* **Written instruction A**
Find each line in the listing below that contains the word "jacket" and copy those lines.

++++++++++

They are currently showing these found golds in Ayala Museum in Makati City, Philippines
The Philippines has long been regarded as an interesting sideshow in Southeast Asia. A former colony of Spain, then the United States, it seems to have more in common with Latin America than with its Asian neighbors. There are few existing written records of its precolonial history and culture. It has no temples like Indonesia's Borobodur or Cambodia's Angkor Wat to indicate what civilizations existed on the 7,107 islands before their Western conquest. Artifacts on display at the National Museum and at the Central Bank Museum in Manila offer clues as to the islands' original inhabitants, but the available scholarship leaves too many questions unanswered. More than a century after the Philippines became an independent republic, the debate over the Filipino identity continues.
“Gold of Ancestors: Pre-Colonial Treasures in the Philippines”, written by Dr Florina H. Capistrano-Baker: “A magnificent gold halter…weighing almost four kilograms, is believed by some to be an upavita, or sacred thread. In traditional Hindu society, only members of the elite Brahmin class were entitled to wear an upavita after a purification ritual.”
This is just a picture of how they believe our ancestors used this Upavita (Sacred Thread)
http://sphotos.ak.fbcdn.net/hphotos-ak-ash1/hs740.ash1/163200_486652703569_370968203569_5878024_5699100_n .jpg (broken link)
The golden sash..
Here are some of the Gold that was found during 1981
This Kinnari was found (It's a Mythical Bird for Hindu/Buddist)
A Golden Bowl
Hindu influences can be seen all over Southeast Asia, but the exhibit raises the burning question: who made these objects? Were they created by the inhabitants of the islands now known as the Philippines, or were they brought in by foreign traders? "The answer is, 'We don't know'," says Florina H. Capistrano-Baker, curator in charge of the exhibition. "One of the reasons the collection is so important is that it provides a large body of works for comparative study with similar objects from Southeast Asia, such as those found in Oc-Eo in Vietnam and the Wonoboyo hoard in Indonesia. We assume that they are locally made until proven otherwise."

++++++++++

* **Written instruction B**
From the passage above on pre-colonial Philippine gold, reproduce everything from "This is just" down to "Bird for Hindu/Buddist)".

++++++++++

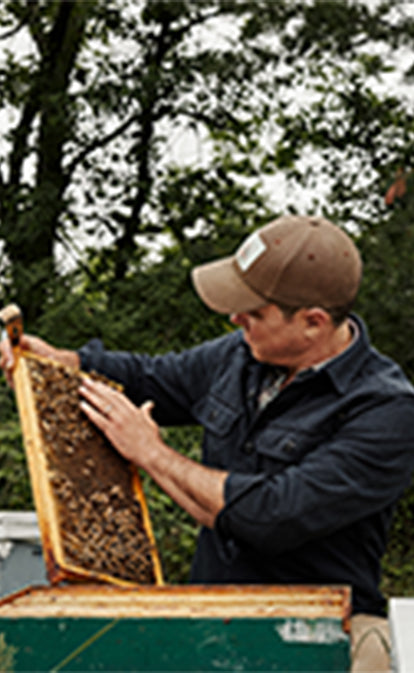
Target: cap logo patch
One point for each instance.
(250, 251)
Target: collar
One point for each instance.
(342, 368)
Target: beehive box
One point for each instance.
(93, 517)
(189, 628)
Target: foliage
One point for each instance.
(288, 96)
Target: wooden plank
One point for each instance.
(59, 566)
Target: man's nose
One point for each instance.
(239, 319)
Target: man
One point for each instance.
(309, 439)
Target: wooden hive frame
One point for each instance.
(64, 560)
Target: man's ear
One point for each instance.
(315, 318)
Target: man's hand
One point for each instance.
(128, 427)
(197, 489)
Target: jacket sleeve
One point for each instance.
(174, 381)
(363, 468)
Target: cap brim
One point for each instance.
(220, 287)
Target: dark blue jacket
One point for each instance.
(314, 477)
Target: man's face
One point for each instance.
(272, 337)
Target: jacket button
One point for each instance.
(248, 448)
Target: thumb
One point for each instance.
(146, 409)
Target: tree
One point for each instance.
(92, 118)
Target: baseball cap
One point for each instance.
(294, 260)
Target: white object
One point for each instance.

++++++++++

* **Task result A**
Target: jacket sleeve
Target: dark blue jacket
Target: jacket button

* **Task result B**
This is just a picture of how they believe our ancestors used this Upavita (Sacred Thread)
http://sphotos.ak.fbcdn.net/hphotos-ak-ash1/hs740.ash1/163200_486652703569_370968203569_5878024_5699100_n .jpg (broken link)
The golden sash..
Here are some of the Gold that was found during 1981
This Kinnari was found (It's a Mythical Bird for Hindu/Buddist)